> [Exercise inputs]
· · · · ·
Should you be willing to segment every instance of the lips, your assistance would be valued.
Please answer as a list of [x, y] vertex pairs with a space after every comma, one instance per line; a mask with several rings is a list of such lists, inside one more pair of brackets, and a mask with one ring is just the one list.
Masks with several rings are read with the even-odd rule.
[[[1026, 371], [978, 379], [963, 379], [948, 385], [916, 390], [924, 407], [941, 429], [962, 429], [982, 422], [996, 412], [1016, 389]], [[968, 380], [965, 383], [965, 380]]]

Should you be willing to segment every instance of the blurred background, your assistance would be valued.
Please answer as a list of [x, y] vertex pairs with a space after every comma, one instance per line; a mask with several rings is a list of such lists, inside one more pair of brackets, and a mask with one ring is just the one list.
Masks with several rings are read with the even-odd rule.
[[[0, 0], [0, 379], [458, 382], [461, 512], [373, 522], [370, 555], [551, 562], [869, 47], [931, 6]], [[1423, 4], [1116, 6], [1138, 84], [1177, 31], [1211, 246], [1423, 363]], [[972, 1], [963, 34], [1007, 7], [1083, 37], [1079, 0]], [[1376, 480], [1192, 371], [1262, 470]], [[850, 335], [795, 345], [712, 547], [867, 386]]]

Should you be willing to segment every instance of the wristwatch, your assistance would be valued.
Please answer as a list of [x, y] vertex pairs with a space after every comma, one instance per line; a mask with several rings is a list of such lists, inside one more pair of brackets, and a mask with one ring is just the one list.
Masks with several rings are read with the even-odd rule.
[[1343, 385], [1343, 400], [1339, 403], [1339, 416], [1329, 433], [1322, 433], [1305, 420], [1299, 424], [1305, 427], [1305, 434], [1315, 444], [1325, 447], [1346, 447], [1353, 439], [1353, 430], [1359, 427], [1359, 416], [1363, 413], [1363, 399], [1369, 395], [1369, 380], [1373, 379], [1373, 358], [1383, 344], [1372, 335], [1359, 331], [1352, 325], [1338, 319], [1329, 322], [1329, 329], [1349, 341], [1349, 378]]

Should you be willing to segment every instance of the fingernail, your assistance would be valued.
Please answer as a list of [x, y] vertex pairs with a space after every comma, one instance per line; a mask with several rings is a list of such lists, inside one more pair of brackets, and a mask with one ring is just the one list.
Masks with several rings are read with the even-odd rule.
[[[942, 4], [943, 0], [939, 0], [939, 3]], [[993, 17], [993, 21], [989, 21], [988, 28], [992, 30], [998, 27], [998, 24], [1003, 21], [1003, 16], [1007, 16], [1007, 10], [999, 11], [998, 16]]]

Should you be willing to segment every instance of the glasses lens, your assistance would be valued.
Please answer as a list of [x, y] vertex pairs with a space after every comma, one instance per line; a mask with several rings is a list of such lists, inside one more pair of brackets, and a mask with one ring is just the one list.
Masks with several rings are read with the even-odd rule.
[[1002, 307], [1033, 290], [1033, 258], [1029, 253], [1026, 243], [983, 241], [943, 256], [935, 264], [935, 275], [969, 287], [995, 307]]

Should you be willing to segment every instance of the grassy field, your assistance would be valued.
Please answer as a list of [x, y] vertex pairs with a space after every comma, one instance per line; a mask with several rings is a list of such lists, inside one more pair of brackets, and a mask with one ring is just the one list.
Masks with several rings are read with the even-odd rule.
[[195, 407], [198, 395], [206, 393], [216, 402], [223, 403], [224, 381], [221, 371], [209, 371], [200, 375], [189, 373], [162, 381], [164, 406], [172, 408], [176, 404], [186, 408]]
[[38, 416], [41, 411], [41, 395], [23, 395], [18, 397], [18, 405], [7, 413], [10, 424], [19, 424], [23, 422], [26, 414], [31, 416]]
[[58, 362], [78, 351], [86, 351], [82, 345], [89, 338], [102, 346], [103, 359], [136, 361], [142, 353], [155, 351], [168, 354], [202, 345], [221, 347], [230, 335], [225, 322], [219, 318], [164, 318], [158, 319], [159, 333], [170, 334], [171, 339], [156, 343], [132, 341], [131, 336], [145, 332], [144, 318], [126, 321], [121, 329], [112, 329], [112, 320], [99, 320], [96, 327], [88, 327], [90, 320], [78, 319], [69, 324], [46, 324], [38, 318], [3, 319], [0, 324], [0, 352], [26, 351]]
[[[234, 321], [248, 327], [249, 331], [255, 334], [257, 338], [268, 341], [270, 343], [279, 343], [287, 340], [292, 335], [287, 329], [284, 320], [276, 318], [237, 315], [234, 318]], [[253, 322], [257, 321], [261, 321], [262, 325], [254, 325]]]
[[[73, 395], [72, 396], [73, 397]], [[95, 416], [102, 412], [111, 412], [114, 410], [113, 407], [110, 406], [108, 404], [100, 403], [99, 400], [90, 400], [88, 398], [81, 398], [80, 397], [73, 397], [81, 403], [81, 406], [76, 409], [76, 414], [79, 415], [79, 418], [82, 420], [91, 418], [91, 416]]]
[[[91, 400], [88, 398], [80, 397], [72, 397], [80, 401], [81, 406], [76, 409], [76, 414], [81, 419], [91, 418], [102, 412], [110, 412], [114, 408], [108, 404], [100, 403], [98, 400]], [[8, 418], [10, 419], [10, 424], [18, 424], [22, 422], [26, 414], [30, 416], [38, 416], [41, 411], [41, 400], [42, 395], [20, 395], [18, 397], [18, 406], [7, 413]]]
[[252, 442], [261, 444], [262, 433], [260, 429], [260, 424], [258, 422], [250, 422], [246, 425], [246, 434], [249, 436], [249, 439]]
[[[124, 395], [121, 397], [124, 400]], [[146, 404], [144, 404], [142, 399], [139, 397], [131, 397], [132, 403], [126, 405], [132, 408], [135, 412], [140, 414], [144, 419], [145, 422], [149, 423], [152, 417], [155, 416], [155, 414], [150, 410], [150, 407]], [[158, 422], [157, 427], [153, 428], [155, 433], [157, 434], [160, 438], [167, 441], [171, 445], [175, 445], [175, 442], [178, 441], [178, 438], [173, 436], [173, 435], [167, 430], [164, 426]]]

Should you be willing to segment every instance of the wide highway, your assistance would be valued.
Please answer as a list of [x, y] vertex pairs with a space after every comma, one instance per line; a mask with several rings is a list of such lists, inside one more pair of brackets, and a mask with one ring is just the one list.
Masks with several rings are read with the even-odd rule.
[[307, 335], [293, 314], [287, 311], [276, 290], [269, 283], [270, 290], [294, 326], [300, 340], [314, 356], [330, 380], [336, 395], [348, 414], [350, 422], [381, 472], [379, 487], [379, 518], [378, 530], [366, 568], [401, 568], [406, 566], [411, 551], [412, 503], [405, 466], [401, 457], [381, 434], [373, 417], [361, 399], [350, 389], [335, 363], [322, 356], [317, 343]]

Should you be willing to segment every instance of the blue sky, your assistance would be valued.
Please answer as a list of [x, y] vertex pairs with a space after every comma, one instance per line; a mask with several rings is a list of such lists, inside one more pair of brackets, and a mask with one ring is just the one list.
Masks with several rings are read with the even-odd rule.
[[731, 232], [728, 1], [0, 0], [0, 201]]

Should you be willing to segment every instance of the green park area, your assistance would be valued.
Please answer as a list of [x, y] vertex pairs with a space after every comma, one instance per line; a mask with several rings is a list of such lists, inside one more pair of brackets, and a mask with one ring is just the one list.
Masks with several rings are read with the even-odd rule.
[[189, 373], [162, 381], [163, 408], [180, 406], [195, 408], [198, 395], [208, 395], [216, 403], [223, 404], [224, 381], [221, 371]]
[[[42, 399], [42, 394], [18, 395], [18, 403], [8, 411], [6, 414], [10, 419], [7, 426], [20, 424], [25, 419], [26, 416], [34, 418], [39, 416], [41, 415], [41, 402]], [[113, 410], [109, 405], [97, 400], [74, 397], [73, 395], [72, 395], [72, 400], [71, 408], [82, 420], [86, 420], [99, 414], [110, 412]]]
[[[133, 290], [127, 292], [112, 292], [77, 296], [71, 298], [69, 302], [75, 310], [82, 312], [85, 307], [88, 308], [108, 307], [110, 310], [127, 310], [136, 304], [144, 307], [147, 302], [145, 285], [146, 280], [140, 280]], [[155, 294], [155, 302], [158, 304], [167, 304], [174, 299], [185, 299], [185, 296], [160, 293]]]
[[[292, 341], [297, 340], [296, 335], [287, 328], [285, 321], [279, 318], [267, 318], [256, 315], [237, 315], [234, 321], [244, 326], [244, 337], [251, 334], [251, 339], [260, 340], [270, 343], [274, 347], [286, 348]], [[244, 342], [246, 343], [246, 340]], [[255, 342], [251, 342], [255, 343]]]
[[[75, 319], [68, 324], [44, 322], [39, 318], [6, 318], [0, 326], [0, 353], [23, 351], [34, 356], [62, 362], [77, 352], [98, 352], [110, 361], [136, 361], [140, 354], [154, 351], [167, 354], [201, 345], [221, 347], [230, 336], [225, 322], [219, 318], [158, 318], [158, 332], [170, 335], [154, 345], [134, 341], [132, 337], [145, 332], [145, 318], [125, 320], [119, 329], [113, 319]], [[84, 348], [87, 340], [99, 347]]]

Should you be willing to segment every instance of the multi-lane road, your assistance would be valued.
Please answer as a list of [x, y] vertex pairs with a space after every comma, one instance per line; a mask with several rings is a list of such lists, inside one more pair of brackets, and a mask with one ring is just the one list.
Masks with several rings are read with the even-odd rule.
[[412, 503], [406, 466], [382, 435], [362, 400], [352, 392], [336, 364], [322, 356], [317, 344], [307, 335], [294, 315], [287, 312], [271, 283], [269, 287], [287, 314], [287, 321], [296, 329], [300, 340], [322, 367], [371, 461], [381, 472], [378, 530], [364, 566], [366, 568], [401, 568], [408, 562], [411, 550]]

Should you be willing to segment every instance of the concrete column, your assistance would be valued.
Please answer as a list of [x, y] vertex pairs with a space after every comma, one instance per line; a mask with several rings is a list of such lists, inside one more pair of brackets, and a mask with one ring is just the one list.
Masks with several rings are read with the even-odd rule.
· · · · ·
Reproduce the rows from the line with "Should you be willing to segment every instance of the glasses" to the line with "287], [995, 307]]", changing "glasses lens" to "spectacle lens" and keeping everything else the same.

Should you be willing to segment every instance of the spectacle lens, your assistance would be valued.
Please answer as a list of [x, y] vertex pairs with a space after every comma, one instance per line; a mask with several rings is a list of such lists, inside one more pair of brackets, and a mask with one ring is just the one list.
Masks with several rings are read with the even-odd rule.
[[1002, 307], [1033, 290], [1033, 258], [1029, 253], [1026, 243], [983, 241], [943, 256], [935, 264], [935, 275], [969, 287], [995, 307]]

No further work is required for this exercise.